Text provided >>
Integrate Spark Streaming With Kafka

Use this tutorial to set up a Spark Streaming app that consumes data from Kafka topics and prints the results.

  1. Install the following sbt (Scala Build Tool) dependencies:

    // Project Configuration
    name := "spark-streaming-demo"
    version := "1.0"
    scalaVersion := "2.11.12"
    resolvers += "spark-packages" at "https://dl.bintray.com/spark-packages/maven/"
    val SPARK_VERSION = "2.4.0"
    
    // Add Dependencies
    // Note: Dependencies that are already present in Saagie are specify as "provided" to avoid having a heavy JAR file.
    libraryDependencies ++= Seq(
      "org.apache.spark" %% "spark-core" % SPARK_VERSION % "provided",
      "org.apache.spark" %% "spark-sql" % SPARK_VERSION % "provided",
      "org.apache.spark" %% "spark-streaming" % SPARK_VERSION % "provided",
      "org.apache.spark" %% "spark-streaming-kafka-0-10" % SPARK_VERSION
    )
    
    // Scala Compiler Options
    scalacOptions in ThisBuild ++= Seq("-J-Xss8M")
    
    // File Merge Strategy During Assembly
    assemblyMergeStrategy in assembly := {
      case PathList("META-INF", xs@_*) =>
        xs map {
          _.toLowerCase
        } match {
          case ("manifest.mf" :: Nil) | ("index.list" :: Nil) | ("dependencies" :: Nil) => MergeStrategy.discard
          case _ => MergeStrategy.discard
        }
      case "conf/application.conf" => MergeStrategy.concat
      case _ => MergeStrategy.first
    }
    
    // Assembly Test Configuration
    test in assembly := {}
    // Parallel Execution Configuration
    parallelExecution in Test := false
  2. Create your Spark Streaming session with the following Kafka configuration:

    // Kafka Configuration
    val kafkaParams = Map[String, Object](
      "bootstrap.servers" -> "<host>:<port>",
      "key.deserializer" -> classOf[StringDeserializer],
      "value.deserializer" -> classOf[StringDeserializer],
      "group.id" -> "my-group-id",
      "auto.offset.reset" -> "latest",
      "enable.auto.commit" -> (false: java.lang.Boolean)

Items >>
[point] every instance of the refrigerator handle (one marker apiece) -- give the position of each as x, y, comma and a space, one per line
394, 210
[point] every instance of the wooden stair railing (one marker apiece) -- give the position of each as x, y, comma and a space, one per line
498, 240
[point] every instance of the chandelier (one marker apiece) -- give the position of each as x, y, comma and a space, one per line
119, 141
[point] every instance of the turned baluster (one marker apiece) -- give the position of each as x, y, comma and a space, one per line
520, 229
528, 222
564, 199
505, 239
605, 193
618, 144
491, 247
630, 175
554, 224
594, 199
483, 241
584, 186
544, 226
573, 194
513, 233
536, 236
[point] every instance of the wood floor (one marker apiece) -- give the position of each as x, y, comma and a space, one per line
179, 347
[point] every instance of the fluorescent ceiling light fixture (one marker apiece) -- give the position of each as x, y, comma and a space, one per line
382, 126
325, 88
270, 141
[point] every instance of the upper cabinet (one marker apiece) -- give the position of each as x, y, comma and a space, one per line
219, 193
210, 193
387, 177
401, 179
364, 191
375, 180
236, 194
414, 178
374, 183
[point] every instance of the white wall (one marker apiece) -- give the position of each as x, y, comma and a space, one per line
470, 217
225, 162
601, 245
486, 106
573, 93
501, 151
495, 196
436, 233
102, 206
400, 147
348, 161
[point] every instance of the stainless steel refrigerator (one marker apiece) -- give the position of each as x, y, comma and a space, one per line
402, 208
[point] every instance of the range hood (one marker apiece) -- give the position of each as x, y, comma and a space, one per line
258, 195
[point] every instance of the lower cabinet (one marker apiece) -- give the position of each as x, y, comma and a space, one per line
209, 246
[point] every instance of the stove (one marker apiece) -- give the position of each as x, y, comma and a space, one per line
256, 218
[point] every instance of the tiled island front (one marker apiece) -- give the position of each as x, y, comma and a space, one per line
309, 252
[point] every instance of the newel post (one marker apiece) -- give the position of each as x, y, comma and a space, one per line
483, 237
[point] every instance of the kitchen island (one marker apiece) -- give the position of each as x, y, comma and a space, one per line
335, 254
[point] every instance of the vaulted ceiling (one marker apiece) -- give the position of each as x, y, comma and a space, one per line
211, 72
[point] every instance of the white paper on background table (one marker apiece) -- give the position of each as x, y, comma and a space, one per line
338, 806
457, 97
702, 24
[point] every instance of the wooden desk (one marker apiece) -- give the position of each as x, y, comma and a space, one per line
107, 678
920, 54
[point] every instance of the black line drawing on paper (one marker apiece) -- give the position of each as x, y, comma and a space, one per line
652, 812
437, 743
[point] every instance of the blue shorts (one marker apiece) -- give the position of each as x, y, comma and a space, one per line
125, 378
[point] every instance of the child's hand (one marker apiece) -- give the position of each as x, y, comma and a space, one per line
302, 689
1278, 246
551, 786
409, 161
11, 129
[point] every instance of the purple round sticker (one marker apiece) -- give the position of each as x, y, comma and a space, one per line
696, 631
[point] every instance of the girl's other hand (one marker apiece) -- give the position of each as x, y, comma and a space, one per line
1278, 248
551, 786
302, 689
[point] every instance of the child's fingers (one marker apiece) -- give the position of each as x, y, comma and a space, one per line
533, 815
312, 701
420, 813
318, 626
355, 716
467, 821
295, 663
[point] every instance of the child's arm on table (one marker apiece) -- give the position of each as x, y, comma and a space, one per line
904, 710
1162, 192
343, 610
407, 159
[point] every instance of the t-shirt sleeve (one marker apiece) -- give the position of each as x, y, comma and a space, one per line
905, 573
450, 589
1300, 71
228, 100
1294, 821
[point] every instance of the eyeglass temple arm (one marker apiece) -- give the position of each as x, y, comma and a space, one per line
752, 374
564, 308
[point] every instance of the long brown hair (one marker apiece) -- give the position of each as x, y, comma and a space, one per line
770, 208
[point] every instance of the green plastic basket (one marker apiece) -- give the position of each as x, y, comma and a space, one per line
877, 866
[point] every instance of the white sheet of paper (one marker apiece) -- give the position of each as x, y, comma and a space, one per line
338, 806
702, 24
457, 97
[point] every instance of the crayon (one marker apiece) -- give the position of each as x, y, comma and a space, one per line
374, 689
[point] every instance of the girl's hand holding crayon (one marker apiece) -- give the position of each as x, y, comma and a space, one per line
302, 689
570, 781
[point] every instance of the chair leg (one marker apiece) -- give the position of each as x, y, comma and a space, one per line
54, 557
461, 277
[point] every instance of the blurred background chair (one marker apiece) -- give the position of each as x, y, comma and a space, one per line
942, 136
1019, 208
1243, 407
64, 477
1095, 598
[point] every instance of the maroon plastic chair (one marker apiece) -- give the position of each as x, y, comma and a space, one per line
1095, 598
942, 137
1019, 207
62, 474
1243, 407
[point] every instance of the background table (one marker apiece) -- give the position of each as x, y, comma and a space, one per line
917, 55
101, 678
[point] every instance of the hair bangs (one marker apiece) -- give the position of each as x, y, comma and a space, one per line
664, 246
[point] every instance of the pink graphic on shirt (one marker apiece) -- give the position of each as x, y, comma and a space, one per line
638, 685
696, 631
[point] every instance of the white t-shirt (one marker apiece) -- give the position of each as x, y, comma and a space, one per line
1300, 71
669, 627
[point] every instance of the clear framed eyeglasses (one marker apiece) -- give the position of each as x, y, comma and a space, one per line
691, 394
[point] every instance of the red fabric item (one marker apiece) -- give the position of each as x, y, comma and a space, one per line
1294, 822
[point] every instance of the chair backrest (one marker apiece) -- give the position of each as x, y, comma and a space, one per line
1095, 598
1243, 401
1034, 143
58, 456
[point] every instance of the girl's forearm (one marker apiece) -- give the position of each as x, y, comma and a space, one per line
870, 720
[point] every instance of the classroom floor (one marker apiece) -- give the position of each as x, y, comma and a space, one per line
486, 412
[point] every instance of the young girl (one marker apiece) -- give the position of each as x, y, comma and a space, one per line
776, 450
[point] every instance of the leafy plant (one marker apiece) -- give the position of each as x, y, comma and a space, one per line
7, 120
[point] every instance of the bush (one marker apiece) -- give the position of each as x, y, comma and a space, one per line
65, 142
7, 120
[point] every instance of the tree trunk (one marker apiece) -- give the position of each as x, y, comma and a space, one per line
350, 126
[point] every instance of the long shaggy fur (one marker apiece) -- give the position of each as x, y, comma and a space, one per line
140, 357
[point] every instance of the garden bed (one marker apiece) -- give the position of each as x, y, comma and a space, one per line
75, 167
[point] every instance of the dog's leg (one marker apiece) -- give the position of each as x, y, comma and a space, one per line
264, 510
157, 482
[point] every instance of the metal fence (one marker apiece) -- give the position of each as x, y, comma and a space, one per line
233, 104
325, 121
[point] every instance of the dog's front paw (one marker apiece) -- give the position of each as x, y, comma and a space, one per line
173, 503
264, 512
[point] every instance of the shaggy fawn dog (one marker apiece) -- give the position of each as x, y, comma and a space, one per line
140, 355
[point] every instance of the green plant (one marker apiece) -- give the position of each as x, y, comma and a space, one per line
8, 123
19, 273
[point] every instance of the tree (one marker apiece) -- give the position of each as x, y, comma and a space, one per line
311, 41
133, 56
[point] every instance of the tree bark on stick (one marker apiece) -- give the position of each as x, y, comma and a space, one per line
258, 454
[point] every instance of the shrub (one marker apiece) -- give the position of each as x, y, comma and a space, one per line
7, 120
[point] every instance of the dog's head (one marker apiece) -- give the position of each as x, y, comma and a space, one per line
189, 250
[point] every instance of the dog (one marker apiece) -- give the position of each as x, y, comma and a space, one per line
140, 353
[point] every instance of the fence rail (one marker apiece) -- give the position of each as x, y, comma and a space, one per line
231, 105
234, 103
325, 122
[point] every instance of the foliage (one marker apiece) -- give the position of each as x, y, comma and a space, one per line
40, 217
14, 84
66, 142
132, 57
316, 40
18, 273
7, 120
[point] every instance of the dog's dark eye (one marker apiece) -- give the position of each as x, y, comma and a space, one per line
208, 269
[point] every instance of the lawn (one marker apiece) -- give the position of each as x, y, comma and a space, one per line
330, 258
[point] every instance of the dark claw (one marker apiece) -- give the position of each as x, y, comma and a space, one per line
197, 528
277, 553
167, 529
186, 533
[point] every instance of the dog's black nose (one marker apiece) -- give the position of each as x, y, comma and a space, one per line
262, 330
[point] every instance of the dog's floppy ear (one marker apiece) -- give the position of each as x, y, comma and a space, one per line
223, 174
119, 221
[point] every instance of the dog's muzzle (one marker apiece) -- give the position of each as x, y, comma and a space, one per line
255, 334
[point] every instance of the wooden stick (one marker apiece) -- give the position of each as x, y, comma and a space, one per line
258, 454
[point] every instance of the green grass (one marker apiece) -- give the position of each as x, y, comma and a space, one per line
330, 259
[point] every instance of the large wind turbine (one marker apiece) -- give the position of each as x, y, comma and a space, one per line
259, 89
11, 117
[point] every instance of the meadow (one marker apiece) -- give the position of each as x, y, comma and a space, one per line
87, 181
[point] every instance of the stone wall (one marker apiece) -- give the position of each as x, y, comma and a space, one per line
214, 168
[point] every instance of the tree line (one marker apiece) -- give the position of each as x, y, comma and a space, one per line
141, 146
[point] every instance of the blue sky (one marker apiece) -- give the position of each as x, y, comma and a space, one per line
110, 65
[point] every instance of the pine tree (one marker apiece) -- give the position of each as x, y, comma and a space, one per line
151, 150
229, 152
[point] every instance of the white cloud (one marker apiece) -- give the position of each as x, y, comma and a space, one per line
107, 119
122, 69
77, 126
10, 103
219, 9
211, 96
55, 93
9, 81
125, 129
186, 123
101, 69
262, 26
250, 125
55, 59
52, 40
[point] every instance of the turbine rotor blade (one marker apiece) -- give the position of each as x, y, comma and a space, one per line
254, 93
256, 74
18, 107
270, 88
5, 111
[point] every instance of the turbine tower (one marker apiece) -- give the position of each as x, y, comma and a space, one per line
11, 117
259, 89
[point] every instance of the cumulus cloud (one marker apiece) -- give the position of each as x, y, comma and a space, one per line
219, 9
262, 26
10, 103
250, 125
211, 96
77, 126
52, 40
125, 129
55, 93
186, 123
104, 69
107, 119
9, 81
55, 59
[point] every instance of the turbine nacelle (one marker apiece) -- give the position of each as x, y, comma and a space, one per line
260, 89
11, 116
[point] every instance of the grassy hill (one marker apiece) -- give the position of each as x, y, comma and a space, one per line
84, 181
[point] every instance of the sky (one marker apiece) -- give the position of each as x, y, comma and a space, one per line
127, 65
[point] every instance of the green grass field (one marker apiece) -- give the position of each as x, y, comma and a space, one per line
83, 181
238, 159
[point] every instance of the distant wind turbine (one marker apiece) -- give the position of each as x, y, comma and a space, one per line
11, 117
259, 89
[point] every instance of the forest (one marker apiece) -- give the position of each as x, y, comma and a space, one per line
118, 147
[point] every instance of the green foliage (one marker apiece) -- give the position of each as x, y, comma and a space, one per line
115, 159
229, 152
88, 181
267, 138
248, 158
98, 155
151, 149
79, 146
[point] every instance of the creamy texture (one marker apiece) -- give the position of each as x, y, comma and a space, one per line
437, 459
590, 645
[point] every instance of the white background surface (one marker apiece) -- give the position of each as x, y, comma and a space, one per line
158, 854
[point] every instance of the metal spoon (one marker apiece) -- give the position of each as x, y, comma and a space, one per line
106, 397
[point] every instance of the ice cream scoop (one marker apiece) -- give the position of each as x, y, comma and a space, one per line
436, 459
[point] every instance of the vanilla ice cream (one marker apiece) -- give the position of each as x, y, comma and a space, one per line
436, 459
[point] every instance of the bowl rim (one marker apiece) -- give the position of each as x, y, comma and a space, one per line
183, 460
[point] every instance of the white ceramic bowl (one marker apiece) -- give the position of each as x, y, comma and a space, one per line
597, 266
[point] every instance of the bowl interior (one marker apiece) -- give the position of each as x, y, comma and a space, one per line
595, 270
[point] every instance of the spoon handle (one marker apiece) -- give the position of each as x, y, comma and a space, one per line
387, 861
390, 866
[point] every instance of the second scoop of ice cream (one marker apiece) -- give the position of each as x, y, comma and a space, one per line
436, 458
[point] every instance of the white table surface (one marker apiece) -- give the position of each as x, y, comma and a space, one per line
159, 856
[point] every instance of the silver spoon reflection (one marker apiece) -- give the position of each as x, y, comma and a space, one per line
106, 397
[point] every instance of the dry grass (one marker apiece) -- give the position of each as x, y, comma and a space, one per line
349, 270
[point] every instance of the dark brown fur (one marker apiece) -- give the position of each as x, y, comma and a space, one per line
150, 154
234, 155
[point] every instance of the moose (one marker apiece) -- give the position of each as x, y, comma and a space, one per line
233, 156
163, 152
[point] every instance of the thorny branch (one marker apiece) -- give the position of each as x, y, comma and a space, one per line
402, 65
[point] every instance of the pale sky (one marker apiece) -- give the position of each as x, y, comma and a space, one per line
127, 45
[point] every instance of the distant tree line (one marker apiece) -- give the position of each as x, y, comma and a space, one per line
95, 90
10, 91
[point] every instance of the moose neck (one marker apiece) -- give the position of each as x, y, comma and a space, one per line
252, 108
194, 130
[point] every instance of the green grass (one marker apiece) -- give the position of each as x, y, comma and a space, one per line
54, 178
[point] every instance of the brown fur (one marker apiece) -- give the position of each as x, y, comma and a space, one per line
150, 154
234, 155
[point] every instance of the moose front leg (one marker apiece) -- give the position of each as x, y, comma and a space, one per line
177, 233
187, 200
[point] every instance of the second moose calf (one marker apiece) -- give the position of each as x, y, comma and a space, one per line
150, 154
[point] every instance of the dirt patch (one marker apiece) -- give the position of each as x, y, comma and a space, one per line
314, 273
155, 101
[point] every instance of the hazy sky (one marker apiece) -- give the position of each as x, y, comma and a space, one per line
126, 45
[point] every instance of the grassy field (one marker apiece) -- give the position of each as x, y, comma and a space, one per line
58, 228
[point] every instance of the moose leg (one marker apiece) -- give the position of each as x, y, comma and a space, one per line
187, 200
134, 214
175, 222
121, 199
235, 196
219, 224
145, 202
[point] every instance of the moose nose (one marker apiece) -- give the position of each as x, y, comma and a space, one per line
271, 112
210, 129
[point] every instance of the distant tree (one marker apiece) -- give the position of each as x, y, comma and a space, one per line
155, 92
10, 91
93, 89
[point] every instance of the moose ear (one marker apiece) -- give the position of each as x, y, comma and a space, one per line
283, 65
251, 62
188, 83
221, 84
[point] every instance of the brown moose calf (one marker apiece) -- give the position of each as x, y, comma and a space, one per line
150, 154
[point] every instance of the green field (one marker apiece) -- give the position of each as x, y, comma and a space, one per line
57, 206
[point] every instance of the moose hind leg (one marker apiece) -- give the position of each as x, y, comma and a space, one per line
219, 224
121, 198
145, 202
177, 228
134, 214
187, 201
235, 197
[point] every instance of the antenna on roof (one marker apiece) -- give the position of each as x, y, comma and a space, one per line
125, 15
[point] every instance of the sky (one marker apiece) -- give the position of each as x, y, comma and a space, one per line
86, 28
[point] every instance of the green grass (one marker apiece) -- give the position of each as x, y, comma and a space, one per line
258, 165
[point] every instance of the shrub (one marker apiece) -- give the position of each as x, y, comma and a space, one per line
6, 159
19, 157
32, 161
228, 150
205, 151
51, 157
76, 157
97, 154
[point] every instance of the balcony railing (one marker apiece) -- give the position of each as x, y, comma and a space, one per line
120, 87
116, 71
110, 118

Given task 1 >> Translate this sentence from the Spark Streaming and Kafka tutorial into Spanish: "Use this tutorial to set up a Spark Streaming app that consumes data from Kafka topics and prints the results."
Given task 2 >> Carry on the tutorial on integrating Spark Streaming with Kafka from its last line.

Expected answer 1 >> Usa este tutorial para configurar una aplicación de Spark Streaming que consume datos de temas de Kafka e imprime los resultados.

Expected answer 2 >>
    )
    
    val topics = Array("my-topic")
    
    // Spark Session and Streaming Context Setup
    val session = SparkSession.builder()
      .appName("spark-demo")
      .config("spark.serializer", "org.apache.spark.serializer.KryoSerializer")
      .config("spark.driver.allowMultipleContexts", "true")
      .getOrCreate()
    
    
    val ssc = new StreamingContext(session.sparkContext, Seconds(30))
  3. You can now read messages from a Kafka topic by running the following lines of code:

    // Kafka Direct Stream Setup
    val stream = KafkaUtils.createDirectStream[String, String](
      ssc,
      PreferConsistent,
      Subscribe[String, String](topics, kafkaParams)
    )
    
    // Processing and Output
    val values = stream.map(record => record.value)
    
    values.print()
    
    // Start Computation and Await Termination
    ssc.start()
    ssc.awaitTermination()